Tarefa curta >>
No texto sobre as escolas, quantos jovens desempregados haveria de repente se as escolas fechassem suas portas da noite para o dia?

Trecho do texto >>
****************
Admitindo-se que as escolas fazem
um pobre trabalho de preparação das crianças para uma vida bem sucedida e
satisfatória em nossa civilização, que coisas eles fazem excelentemente bem?
Bem, para começar, eles fazem um ótimo trabalho mantendo pessoas jovens fora do
mercado de trabalho. Em vez de se tornarem assalariados aos doze ou quatorze
anos, eles mantêm apenas como consumidores – e consomem bilhões de dólares em
mercadorias usando o dinheiro que seus pais ganham. Tente imaginar o que
aconteceria à nossa economia se da noite para o dia as escolas fechassem suas
portas. Em vez de ter cinquenta milhões de consumidores ativos por ai, nos
teríamos de repente cinquenta milhões de jovens desempregados. Seria nada menos
do que uma catástrofe econômica.
Claro que a situação era muito
diferente duzentos anos atrás, quando ainda éramos uma sociedade
predominantemente agrária. Os jovens eram ensinados e necessários para
tornarem-se trabalhadores aos dez, onze, doze anos. Para as massas, um quarto,
quinto ou sexto ano educacional era considerado perfeitamente suficiente. Mas
com as mudanças das características da nossa sociedade, menos jovens passaram a
ser requisitados para trabalhar nas fazendas e a promulgação de leis de
trabalho infantil logo tornaram impossível colocar crianças de dez, onze, doze
anos para trabalhar nas fábricas. Isso foi necessário para mantê-los fora das
ruas – e que lugar seria melhor para isso do que as escolas? Naturalmente, novo
material teve que ser inserido no currículo para preencher o tempo. Não importa
com o que. Faça com que memorizem as capitais de cada estado. Faça com que
memorizem os principais produtos de cada estado. Faça com que aprendam os passos
que uma lei percorre para ser aprovada pelo Congresso. Ninguém se pergunta ou
se preocupa se essas são coisas que as crianças querem saber ou precisam saber
– ou se algum dia vão precisar saber. Ninguém se pergunta ou jamais se
preocupa em descobrir se o material que está sendo adicionado ao currículo está
sendo absorvido. Os educadores não querem saber, e, realmente, que diferença
isso faria? Eu não me importo com isso, uma vez aprendido, eles serão imediatamente
esquecidos. Isso mata algum tempo. A lei decretou que uma oitava-série de
educação era essencial para todo cidadão, e então os desenvolvedores de
currículos forneceram o material necessário para uma oitava-série educacional.
Durante a Grande Depressão
tornou-se urgentemente importante manter as pessoas jovens fora do mercado de
trabalho o máximo possível, se tornou entendido que uma décima segunda-série
educacional era essencial para todo cidadão. Como antes, eu não me importo
muito com o que está sendo adicionado para matar o tempo, contanto que seja
marginalmente plausível. Vamos fazer com que aprendam a analisar um poema,
mesmo que eles nunca venham a ler outro em toda sua vida adulta. Vamos fazê-los
estudar história mundial, mesmo que isso tudo entre por uma orelha e saia pela
outra. Vamos fazer com que aprendam geometria euclideana, mesmo que em dois
anos eles não possam mais provar um único teorema ainda que suas vidas
dependessem disso. Todas essas coisas e muitas, muitas mais são justificadas com
base em que elas irão contribuir para o sucesso e rica satisfação que suas
crianças vão experimentar quando adultas. Exceto, é claro, que não irão. Mas
ninguém quer saber disso. Ninguém nem sonharia em testar os jovens cinco anos
depois da graduação para saber o quanto disso se realizou. Ninguém nem sonharia
em perguntar a eles quão útil isso tem sido para eles em termos realistas ou
quanto isso tem contribuído para seu sucesso e realização enquanto humanos.
****************
Trechos de dados >>
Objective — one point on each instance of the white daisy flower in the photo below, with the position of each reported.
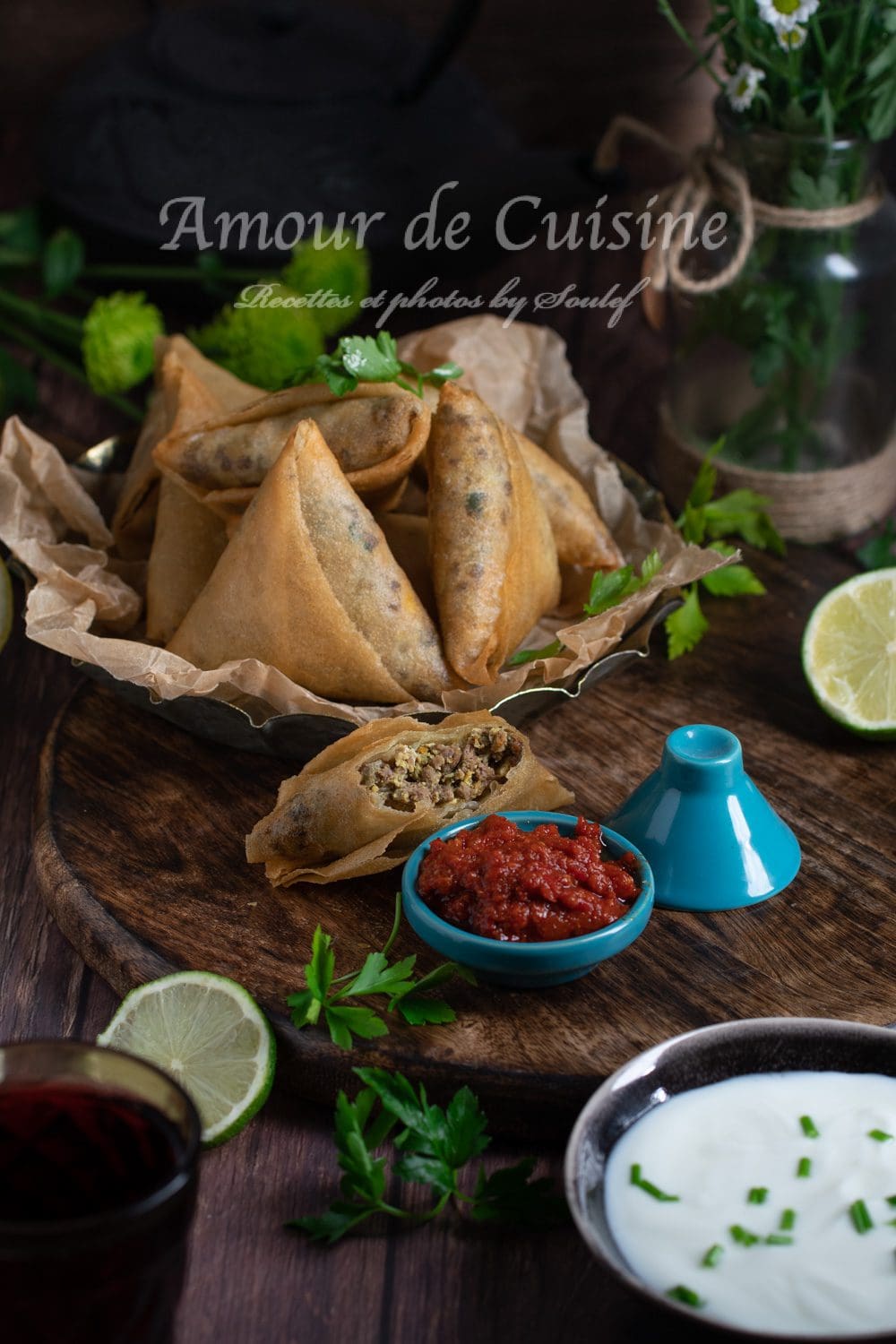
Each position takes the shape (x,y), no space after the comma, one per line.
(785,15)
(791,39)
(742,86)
****************
Solução da tarefa >>
Cinquenta milhões.